Tarefa a: Nas entradas, reescreva o trecho que vai da linha com "Would you mind pointing out the white sign" até o fim delas, trocando "grass" por "lawn" e deixando todo o resto igual.

*** Texto de origem

De volta ao começo
Vamos voltar ao início.
Você já ouviu dizer que ser dentista nos Estados Unidos é uma coisa impossível de acontecer tendo sido graduado(a) em uma Faculdade de Odontologia do Brasil? Já ouviu dizer que é só preciso fazer uma prova para conseguir revalidar o Diploma e começar a trabalhar como Dentista em solo Americano? Você conhece alguém que tem um conhecido, parente de um vizinho que é primo da sua tia que está trabalhando nos EUA e ganhando rios de dinheiro? Esse texto, então é para você.
No início do ano de 1994, eu iniciava a minha vida acadêmica dentro de uma Faculdade de Odontologia. Ainda que esta não tivesse sido a minha primeira opção de Faculdade, depois de algum tempo eu percebi que era exatamente ali onde eu deveria permanecer. Não vou nem contar quantas vezes eu tentei sair à francesa, buscando uma terceira ou quarta chamada em outras Faculdades, mas no meio do mês de maio daquele ano eu fiz as pazes comigo mesmo e percebi que ali era exatamente onde eu deveria ficar.

******

Tarefa b: Transcreva do relato sobre a formação em odontologia o trecho que vai de "Você já ouviu" até "é para você.".

*** As entradas

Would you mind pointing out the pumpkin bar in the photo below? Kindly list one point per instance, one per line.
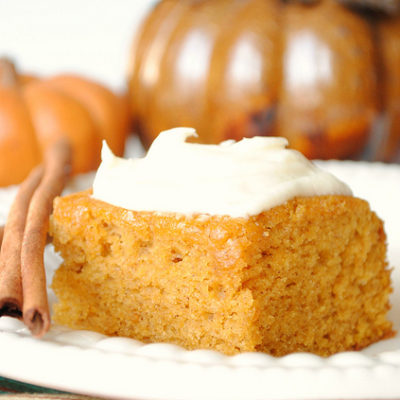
(307, 275)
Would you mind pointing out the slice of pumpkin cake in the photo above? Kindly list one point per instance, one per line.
(242, 246)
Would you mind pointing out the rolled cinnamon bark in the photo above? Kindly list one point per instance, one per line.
(1, 234)
(36, 313)
(10, 255)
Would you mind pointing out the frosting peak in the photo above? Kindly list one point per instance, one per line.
(233, 178)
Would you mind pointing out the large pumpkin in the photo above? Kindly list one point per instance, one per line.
(34, 112)
(319, 74)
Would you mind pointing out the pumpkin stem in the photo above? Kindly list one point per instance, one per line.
(8, 73)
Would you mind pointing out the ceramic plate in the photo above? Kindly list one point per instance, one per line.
(90, 363)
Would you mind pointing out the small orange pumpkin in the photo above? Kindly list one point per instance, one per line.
(35, 112)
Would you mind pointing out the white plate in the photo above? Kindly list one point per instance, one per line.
(90, 363)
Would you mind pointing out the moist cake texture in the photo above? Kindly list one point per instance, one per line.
(307, 275)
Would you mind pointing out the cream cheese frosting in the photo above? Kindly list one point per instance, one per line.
(238, 179)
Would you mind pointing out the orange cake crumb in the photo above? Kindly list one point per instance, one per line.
(309, 275)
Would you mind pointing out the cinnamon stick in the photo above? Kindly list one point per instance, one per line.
(36, 315)
(1, 234)
(10, 255)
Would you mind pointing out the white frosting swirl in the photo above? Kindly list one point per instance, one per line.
(233, 178)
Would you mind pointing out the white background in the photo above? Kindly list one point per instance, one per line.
(88, 37)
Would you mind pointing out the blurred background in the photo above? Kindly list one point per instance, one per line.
(325, 74)
(87, 37)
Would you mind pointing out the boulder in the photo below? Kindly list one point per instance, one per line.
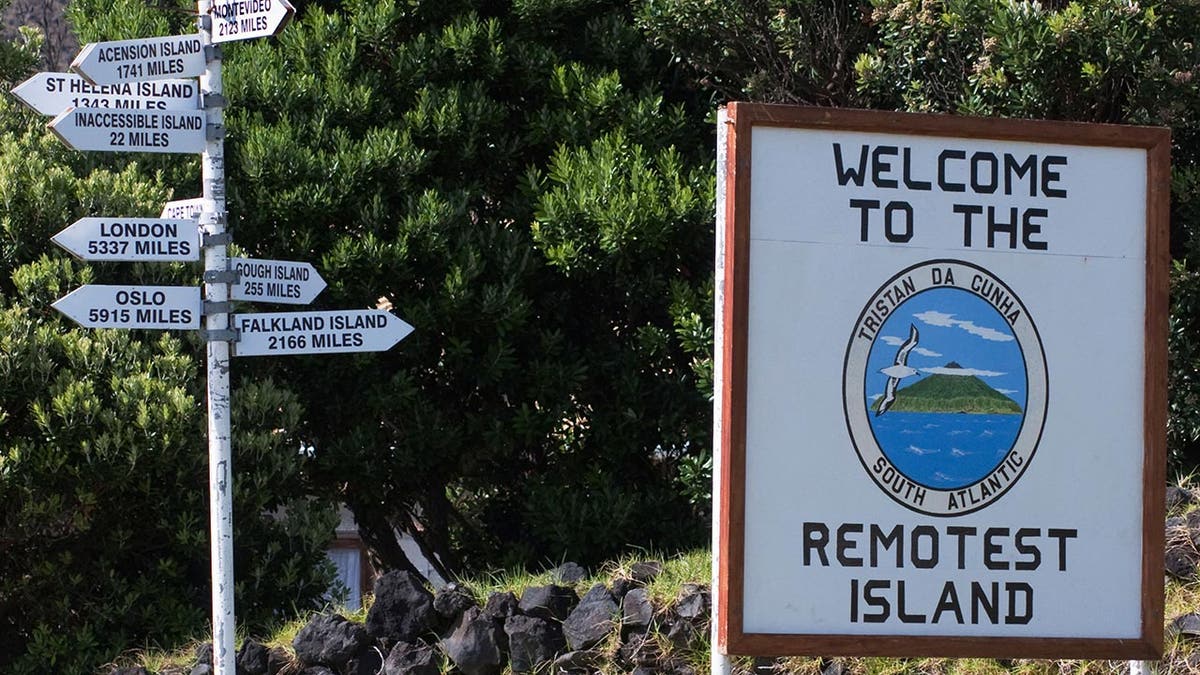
(577, 662)
(551, 602)
(451, 601)
(329, 639)
(636, 610)
(277, 659)
(1177, 497)
(693, 602)
(402, 610)
(252, 658)
(533, 641)
(475, 644)
(1187, 625)
(367, 662)
(591, 621)
(639, 650)
(412, 658)
(1181, 557)
(501, 605)
(681, 633)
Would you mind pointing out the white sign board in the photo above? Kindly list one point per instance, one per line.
(940, 346)
(275, 281)
(133, 306)
(136, 60)
(131, 131)
(51, 93)
(245, 19)
(317, 333)
(183, 209)
(131, 239)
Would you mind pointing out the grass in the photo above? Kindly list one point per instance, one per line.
(695, 567)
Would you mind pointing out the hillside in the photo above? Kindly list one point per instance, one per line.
(952, 394)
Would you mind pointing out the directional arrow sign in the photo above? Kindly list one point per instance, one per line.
(51, 93)
(131, 239)
(317, 333)
(133, 306)
(245, 19)
(275, 281)
(131, 131)
(132, 60)
(183, 208)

******

Resposta a:
Would you mind pointing out the white sign board in the photo above? Kindly list one point per instance, one per line.
(940, 346)
(275, 281)
(133, 306)
(136, 60)
(131, 131)
(51, 93)
(245, 19)
(317, 333)
(183, 209)
(131, 239)
Would you mind pointing out the lawn in the photo above? Kindly list one point per instance, one per line.
(695, 567)
Would you mind pointing out the hillside in the photo above? Kindly list one point per instance, one per line.
(952, 394)
Would you mind pointing out the directional arrow sign in the photo above? Kindly list one point per instance, one per line.
(51, 93)
(131, 239)
(317, 333)
(133, 306)
(245, 19)
(275, 281)
(131, 131)
(132, 60)
(183, 208)

Resposta b:
Você já ouviu dizer que ser dentista nos Estados Unidos é uma coisa impossível de acontecer tendo sido graduado(a) em uma Faculdade de Odontologia do Brasil? Já ouviu dizer que é só preciso fazer uma prova para conseguir revalidar o Diploma e começar a trabalhar como Dentista em solo Americano? Você conhece alguém que tem um conhecido, parente de um vizinho que é primo da sua tia que está trabalhando nos EUA e ganhando rios de dinheiro? Esse texto, então é para você.